Entries

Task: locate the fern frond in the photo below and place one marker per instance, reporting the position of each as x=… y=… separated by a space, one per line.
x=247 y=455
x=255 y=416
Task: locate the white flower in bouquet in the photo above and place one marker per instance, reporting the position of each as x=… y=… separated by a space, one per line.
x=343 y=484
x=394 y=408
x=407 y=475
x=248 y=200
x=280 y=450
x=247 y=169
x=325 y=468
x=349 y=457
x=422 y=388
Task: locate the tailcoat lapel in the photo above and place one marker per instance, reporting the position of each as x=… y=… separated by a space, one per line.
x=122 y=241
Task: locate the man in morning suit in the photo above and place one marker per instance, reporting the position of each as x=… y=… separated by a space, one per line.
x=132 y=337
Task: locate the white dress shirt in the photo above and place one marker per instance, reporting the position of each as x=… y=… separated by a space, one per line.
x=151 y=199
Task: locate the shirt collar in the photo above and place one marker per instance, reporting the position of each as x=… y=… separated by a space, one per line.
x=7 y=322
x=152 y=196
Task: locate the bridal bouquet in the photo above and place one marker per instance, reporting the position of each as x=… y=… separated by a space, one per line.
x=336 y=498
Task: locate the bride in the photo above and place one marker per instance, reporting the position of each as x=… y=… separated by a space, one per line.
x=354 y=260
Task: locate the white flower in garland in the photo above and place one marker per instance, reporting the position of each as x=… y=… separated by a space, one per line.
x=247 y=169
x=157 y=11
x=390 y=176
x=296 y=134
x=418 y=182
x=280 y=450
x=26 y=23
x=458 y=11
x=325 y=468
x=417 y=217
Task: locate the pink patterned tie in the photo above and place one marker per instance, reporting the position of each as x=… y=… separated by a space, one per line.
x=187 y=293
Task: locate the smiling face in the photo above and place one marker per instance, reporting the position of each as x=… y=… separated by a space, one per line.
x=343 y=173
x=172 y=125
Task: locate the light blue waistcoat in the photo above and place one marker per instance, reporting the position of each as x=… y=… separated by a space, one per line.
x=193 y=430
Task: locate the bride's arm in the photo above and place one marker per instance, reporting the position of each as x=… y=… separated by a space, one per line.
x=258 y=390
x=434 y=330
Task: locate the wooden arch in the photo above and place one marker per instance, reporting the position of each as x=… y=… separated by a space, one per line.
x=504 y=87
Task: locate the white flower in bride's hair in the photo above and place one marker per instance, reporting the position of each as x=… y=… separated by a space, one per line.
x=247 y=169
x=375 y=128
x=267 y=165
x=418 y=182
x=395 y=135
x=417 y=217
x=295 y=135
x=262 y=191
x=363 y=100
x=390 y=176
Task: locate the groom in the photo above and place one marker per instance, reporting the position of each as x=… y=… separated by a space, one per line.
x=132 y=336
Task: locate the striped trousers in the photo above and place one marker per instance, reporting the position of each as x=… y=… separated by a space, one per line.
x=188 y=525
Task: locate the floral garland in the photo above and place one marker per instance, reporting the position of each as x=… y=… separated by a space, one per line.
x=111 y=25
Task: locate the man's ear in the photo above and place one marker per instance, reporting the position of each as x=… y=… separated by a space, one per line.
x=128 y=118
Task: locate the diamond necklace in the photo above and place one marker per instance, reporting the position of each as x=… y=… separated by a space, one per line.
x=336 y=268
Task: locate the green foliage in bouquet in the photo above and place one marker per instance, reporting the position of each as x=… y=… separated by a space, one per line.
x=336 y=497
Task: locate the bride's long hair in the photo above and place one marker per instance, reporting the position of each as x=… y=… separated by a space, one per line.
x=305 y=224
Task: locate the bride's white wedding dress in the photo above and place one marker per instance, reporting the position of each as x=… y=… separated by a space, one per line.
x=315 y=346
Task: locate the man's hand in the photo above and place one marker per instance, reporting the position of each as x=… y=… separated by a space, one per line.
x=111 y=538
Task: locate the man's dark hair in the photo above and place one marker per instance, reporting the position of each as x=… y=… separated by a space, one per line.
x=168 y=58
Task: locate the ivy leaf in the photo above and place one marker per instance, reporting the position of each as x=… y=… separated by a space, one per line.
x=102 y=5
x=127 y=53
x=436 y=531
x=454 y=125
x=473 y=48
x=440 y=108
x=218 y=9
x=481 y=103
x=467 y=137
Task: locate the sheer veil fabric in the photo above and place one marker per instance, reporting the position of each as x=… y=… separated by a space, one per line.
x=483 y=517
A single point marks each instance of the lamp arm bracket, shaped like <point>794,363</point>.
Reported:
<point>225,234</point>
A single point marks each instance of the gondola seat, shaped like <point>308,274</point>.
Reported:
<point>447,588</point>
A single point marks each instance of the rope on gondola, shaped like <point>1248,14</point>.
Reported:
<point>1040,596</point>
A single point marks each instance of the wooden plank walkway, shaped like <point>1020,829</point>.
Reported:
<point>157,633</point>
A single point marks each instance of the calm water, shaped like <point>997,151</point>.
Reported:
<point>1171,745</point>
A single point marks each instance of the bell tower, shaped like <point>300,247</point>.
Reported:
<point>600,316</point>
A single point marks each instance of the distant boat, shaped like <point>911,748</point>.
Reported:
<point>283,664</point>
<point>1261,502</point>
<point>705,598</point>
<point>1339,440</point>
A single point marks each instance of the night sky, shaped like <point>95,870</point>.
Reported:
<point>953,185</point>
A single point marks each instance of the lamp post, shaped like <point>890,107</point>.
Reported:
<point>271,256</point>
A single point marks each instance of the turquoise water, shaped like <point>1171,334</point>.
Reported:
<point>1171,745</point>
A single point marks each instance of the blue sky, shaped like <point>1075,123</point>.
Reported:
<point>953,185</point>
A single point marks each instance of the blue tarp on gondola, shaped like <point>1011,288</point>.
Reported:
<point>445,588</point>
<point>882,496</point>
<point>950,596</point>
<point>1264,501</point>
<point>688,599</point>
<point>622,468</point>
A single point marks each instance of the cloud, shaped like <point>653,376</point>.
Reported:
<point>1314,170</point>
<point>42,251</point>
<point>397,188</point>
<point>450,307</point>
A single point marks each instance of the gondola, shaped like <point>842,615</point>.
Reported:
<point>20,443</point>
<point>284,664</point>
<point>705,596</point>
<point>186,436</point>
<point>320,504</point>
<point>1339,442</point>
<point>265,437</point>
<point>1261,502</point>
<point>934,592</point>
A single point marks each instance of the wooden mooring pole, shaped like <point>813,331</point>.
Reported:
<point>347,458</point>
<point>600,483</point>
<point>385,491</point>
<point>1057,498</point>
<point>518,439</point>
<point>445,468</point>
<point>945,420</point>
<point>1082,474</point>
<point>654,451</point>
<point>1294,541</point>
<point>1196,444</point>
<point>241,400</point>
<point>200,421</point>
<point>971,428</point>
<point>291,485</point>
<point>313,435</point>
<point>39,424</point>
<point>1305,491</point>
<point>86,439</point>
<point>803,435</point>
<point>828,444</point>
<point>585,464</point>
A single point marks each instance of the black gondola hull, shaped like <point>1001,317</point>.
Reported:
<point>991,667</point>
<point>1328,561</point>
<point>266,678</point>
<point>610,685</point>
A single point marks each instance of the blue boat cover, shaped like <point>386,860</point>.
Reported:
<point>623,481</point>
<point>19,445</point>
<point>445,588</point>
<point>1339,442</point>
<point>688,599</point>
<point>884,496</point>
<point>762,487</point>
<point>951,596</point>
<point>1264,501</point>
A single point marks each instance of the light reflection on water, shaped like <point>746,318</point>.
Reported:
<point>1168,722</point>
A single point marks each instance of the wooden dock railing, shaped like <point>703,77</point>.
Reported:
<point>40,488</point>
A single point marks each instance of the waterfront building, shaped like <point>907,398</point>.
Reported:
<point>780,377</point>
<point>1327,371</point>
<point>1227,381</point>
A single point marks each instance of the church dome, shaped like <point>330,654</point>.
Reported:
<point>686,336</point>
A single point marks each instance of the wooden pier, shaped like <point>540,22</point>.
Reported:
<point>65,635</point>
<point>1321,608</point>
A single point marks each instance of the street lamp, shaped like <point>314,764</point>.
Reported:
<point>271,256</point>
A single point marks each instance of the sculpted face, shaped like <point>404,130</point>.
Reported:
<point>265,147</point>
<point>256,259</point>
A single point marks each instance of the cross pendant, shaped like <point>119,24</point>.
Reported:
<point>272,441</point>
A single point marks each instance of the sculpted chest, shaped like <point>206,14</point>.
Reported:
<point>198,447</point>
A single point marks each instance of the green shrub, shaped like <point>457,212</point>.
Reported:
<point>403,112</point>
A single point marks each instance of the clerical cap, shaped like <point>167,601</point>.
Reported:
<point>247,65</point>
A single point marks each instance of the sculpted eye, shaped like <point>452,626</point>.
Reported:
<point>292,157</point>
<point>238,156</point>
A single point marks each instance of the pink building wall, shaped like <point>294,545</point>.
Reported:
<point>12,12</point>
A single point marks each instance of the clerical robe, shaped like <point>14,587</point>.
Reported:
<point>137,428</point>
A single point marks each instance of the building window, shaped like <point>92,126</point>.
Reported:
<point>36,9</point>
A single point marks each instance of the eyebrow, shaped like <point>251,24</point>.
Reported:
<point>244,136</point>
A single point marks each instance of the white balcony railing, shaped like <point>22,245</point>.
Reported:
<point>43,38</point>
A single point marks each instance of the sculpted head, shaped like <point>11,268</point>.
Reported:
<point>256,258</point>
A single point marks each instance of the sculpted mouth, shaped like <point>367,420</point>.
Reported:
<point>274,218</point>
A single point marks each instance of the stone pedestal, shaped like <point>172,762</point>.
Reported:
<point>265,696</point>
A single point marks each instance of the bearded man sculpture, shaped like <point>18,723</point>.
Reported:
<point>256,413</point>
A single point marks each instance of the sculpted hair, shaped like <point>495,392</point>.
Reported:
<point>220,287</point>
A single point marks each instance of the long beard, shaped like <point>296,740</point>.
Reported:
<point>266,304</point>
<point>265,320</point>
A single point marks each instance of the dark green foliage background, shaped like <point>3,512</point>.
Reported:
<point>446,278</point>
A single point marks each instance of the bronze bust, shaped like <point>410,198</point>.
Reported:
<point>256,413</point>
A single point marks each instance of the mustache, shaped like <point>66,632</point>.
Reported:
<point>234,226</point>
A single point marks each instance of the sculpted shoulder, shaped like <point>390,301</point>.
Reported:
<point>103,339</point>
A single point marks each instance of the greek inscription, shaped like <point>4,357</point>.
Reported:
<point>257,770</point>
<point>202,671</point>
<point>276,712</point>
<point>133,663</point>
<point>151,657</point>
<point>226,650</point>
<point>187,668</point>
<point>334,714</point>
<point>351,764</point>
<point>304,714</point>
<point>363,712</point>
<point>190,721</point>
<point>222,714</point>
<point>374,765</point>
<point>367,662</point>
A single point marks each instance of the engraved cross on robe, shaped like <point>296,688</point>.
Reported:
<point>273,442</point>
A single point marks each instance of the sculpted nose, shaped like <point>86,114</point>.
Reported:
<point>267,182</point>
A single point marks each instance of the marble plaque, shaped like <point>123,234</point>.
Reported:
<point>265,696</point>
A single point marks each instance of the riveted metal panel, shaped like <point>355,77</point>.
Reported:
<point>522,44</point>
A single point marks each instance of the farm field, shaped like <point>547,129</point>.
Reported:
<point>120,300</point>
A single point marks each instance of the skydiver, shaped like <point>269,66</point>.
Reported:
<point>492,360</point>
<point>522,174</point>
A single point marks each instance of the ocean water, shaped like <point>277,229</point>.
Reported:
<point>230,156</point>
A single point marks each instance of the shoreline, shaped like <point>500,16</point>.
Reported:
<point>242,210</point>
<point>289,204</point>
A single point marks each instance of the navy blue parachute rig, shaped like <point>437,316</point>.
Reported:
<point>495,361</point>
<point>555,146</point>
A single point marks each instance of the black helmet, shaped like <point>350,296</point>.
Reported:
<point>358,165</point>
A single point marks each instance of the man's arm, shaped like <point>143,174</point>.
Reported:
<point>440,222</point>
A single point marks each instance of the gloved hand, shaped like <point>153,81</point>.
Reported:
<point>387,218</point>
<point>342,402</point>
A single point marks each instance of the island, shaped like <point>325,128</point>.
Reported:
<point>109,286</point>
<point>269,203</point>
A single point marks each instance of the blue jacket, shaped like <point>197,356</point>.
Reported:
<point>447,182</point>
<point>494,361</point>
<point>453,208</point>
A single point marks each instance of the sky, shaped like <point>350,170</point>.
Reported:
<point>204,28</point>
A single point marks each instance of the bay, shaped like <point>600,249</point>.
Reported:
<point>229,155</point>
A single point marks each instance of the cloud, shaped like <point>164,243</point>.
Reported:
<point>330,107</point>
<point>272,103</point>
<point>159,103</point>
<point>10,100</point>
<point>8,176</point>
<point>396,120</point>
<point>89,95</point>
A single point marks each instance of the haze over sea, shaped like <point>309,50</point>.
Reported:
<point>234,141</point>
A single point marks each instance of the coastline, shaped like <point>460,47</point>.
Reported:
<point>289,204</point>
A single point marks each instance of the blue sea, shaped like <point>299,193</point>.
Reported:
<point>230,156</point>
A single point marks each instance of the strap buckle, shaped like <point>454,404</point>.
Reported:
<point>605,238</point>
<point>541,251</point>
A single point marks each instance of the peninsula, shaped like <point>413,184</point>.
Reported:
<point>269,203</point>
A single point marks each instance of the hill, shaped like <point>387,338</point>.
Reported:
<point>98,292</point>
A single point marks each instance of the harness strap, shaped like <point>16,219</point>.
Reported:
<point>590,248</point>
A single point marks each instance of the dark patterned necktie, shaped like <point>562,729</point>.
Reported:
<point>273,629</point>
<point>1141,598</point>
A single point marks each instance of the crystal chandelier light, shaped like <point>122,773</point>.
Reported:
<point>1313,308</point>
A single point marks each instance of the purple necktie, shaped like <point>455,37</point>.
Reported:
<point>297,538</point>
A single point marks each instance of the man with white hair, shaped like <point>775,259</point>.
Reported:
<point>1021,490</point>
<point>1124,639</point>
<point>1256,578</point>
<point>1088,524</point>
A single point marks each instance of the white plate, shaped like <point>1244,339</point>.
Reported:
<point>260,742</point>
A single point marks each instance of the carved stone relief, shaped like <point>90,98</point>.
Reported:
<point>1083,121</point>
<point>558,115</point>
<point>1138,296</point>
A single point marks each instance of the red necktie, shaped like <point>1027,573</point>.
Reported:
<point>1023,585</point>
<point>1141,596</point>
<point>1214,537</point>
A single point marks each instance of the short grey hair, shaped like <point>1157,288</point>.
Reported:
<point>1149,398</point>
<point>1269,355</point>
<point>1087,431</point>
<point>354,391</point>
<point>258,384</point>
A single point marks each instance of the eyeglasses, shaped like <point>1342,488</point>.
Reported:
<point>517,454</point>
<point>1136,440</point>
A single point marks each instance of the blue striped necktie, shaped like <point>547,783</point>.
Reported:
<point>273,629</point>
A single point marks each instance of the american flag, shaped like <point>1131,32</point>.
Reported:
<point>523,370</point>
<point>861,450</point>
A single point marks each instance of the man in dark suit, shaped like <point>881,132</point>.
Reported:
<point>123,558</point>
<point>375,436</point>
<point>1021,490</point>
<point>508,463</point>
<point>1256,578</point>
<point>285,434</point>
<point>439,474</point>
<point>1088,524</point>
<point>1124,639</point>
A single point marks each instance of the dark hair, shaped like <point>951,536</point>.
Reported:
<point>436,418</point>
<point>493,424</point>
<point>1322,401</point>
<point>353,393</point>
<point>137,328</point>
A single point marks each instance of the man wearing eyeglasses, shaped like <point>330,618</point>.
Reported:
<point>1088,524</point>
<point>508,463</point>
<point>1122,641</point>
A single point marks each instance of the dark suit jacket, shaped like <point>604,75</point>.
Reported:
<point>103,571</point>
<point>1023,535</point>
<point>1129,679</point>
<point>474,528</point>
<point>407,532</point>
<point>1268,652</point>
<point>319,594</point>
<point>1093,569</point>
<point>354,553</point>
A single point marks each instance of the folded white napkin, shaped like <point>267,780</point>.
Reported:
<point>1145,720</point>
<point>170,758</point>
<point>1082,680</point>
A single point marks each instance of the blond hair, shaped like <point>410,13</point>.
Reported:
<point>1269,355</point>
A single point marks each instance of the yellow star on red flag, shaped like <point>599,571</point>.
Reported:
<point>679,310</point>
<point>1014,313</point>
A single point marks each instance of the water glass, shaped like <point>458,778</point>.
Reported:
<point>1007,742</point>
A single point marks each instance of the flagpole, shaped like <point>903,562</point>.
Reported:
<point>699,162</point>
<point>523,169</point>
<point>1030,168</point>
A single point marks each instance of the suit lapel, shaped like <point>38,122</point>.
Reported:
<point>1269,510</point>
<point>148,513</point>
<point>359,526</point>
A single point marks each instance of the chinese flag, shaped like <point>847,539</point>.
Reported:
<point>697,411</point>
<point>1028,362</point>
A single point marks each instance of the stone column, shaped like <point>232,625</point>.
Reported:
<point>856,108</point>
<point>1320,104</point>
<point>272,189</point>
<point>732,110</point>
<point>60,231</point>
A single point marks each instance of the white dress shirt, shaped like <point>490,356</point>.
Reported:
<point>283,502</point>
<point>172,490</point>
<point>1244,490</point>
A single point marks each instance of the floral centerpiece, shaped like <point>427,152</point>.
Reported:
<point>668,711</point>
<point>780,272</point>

Exercise directions
Copy out the entries verbatim, starting at the line that contains "A single point marks each instance of the man's" and ending after the line that contains "<point>342,402</point>".

Problem solution
A single point marks each instance of the man's arm, shaped like <point>143,174</point>.
Reported:
<point>440,222</point>
A single point marks each instance of the gloved hand, shaped like <point>153,81</point>.
Reported:
<point>387,218</point>
<point>342,402</point>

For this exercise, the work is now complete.